*DIRECTIONS*:
Print every line of the records below word for word, leaving out the pictures.

*EXCERPTED DATA*:

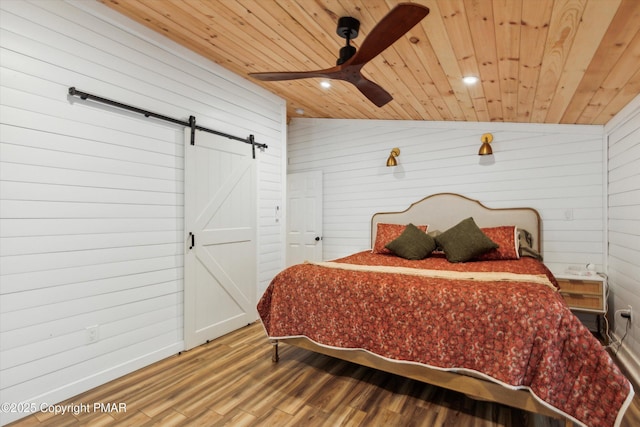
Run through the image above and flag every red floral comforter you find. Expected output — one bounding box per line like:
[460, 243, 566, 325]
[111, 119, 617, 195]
[258, 251, 633, 426]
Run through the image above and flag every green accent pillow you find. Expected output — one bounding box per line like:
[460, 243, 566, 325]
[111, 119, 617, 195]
[385, 224, 436, 259]
[436, 218, 499, 262]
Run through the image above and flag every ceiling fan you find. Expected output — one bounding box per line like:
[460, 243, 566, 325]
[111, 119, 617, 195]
[249, 3, 429, 107]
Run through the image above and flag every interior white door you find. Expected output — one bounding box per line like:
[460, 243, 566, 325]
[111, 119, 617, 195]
[184, 128, 257, 350]
[286, 171, 322, 265]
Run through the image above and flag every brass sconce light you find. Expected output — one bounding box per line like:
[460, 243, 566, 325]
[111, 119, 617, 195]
[387, 147, 400, 167]
[478, 133, 493, 156]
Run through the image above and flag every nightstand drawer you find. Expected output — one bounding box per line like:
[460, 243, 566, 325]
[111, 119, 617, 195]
[560, 290, 602, 310]
[557, 278, 602, 295]
[557, 278, 605, 311]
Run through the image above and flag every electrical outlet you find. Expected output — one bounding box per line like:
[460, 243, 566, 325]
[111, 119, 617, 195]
[85, 325, 98, 344]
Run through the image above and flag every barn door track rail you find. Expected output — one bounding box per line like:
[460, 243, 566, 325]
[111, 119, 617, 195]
[69, 87, 268, 159]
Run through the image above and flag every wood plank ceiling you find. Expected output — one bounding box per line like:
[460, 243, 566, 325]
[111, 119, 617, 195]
[100, 0, 640, 124]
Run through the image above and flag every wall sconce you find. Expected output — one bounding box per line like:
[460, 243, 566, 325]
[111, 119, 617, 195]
[387, 147, 400, 167]
[478, 133, 493, 156]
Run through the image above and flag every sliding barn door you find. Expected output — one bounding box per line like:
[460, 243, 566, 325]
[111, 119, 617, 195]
[184, 128, 257, 349]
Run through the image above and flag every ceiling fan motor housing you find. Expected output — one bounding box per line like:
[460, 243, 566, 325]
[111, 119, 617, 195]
[336, 16, 360, 65]
[336, 16, 360, 41]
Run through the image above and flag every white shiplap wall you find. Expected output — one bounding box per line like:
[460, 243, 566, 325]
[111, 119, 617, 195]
[0, 0, 286, 424]
[288, 118, 605, 272]
[605, 96, 640, 381]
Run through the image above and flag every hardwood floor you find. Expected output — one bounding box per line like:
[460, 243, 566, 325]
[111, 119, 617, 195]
[10, 322, 640, 427]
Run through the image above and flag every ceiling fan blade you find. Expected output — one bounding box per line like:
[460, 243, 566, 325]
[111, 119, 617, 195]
[345, 3, 429, 65]
[249, 67, 341, 82]
[351, 75, 393, 107]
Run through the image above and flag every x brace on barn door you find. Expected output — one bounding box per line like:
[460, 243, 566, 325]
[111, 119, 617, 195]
[69, 87, 268, 159]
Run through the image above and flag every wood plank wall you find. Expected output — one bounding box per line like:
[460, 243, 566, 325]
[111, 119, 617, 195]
[605, 97, 640, 382]
[288, 118, 605, 272]
[0, 0, 286, 424]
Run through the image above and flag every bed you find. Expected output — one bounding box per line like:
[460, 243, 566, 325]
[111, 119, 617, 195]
[257, 193, 634, 426]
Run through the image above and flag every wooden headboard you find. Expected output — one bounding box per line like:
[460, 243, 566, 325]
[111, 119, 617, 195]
[371, 193, 542, 253]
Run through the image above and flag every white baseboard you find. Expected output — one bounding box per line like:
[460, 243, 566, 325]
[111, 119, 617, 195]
[615, 337, 640, 393]
[0, 341, 184, 426]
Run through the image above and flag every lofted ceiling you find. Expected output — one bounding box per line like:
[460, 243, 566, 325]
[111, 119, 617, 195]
[100, 0, 640, 124]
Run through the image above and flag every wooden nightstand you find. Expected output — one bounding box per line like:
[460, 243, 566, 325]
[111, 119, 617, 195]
[556, 274, 609, 343]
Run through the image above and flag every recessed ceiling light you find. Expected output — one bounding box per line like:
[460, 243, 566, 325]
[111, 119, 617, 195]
[462, 76, 478, 85]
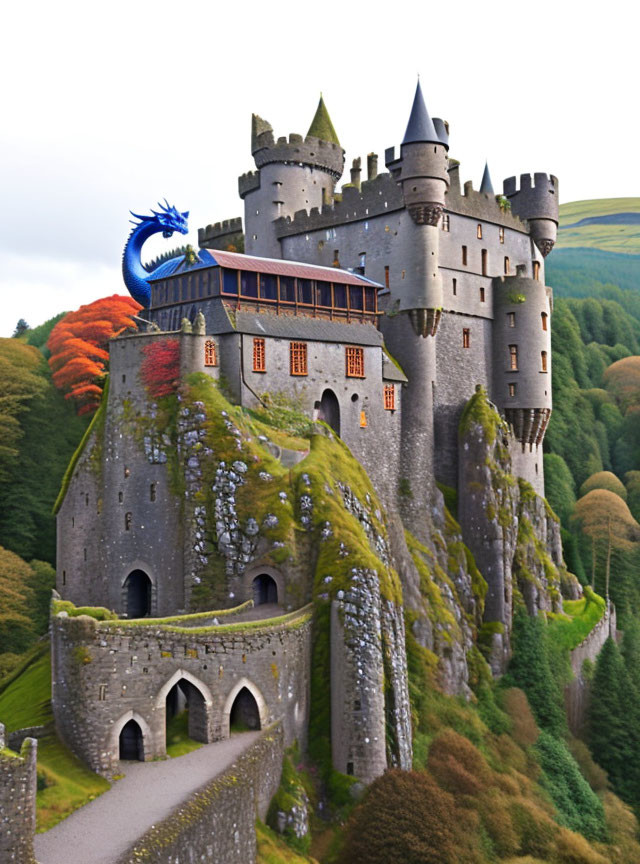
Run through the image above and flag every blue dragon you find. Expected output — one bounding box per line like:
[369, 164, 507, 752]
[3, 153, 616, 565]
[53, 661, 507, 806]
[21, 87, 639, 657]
[122, 198, 189, 307]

*COMPLETED EXERCISE*:
Run through the image above and flag every red floral comforter you find. Expected output — one bounding box per line like:
[460, 243, 566, 325]
[111, 119, 617, 195]
[258, 251, 633, 426]
Run through the image above and flag every green accent pillow you find. Expected output — one bounding box per line like:
[460, 243, 566, 325]
[111, 119, 617, 195]
[385, 224, 436, 259]
[436, 218, 499, 262]
Run through the image above and flag every ceiling fan you find. Expected output — one bounding box per line like:
[460, 243, 566, 325]
[111, 119, 617, 195]
[249, 3, 429, 107]
Run through the image above and flag every interior white door you find. Expected output — one bounding box per line like:
[460, 243, 566, 325]
[111, 119, 617, 195]
[184, 128, 257, 350]
[286, 171, 322, 265]
Run through the image above and flag every brass sconce light you find. Expected output — one bounding box per line like:
[460, 243, 566, 325]
[111, 119, 617, 195]
[387, 147, 400, 167]
[478, 133, 493, 156]
Run through the image above and flag every nightstand drawer you find. Expected output — one bounding box per line like:
[460, 243, 566, 325]
[111, 119, 617, 195]
[560, 290, 602, 310]
[557, 278, 602, 295]
[557, 278, 605, 311]
Run through the image above and flag every electrical outlet you find. Expected output — one bounding box per line like:
[460, 243, 566, 325]
[111, 119, 617, 195]
[85, 325, 98, 344]
Run through the image above and flag every barn door track rail you find. Expected output — one bounding box per line like:
[460, 243, 566, 325]
[111, 119, 617, 195]
[69, 87, 268, 159]
Run through the image above and flag every wood plank ceiling you find. Expected output — one bounding box per line like:
[460, 243, 566, 325]
[111, 119, 617, 195]
[100, 0, 640, 124]
Run through the image above and flag every wall sconce you find. Expected output — one bounding box per line like:
[460, 243, 566, 325]
[111, 119, 617, 195]
[387, 147, 400, 167]
[478, 133, 493, 156]
Run through the image above and flag every sliding barn door you find. Expected output — one bounding box per line like:
[460, 243, 566, 325]
[111, 119, 617, 195]
[184, 128, 257, 349]
Run through the image above and flag every ceiling fan motor housing you find. Expected output — one bounding box per line like:
[460, 243, 566, 325]
[111, 119, 617, 195]
[336, 16, 360, 65]
[336, 16, 360, 41]
Run through the image above and flag every white shiplap wall you find. Expected output — one bounding box per line like:
[460, 243, 566, 325]
[111, 119, 617, 195]
[0, 0, 286, 424]
[288, 118, 605, 272]
[605, 96, 640, 381]
Run through the image above and flag every hardwood floor you find. Expected output — one bounding box per line like:
[460, 243, 566, 325]
[111, 119, 617, 195]
[10, 322, 640, 427]
Run through the image above and flag every ceiling fan blade you find. Expected output — one bounding box per line like:
[460, 243, 566, 325]
[111, 119, 617, 195]
[345, 3, 429, 65]
[249, 67, 341, 82]
[351, 75, 393, 107]
Run through the image above and flag every x brace on barn door you find. Expected output — one bounding box per line like:
[460, 243, 566, 325]
[111, 119, 617, 195]
[69, 87, 268, 159]
Run through the image above and flag every wood plank wall you find. Expected output — one bounding box per line like:
[460, 243, 566, 325]
[111, 119, 617, 195]
[605, 97, 640, 382]
[288, 118, 605, 272]
[0, 0, 286, 424]
Run through the image above and flag every bed you find. Expected output — one bounding box per line like:
[460, 243, 566, 325]
[111, 119, 617, 195]
[257, 193, 634, 426]
Run through the image above and flag every wooden headboard you find. Expected output — one bounding box per line like:
[460, 243, 566, 325]
[111, 119, 617, 195]
[371, 193, 542, 253]
Run through the image above and flag every white baseboard you find. Expected output — one bounding box per line like:
[460, 243, 566, 325]
[111, 119, 617, 195]
[615, 337, 640, 393]
[0, 341, 184, 426]
Run through the image above and flag every lofted ceiling you find. Expected output — one bounding box per line like:
[460, 243, 566, 325]
[111, 119, 617, 195]
[100, 0, 640, 124]
Run through the image above and flag every wooden nightstand you find. Expected output — one bounding box per line like:
[460, 243, 566, 325]
[111, 119, 617, 195]
[556, 274, 609, 343]
Run through the image above and flag every recessed ceiling light you find. Expected output — one bounding box per line like:
[460, 243, 566, 325]
[111, 119, 617, 195]
[462, 76, 478, 85]
Run through the image above and flag every blue dragon you find. Expected output — one bounding box per line like:
[369, 164, 507, 752]
[3, 153, 616, 565]
[53, 661, 507, 806]
[21, 87, 639, 657]
[122, 198, 189, 307]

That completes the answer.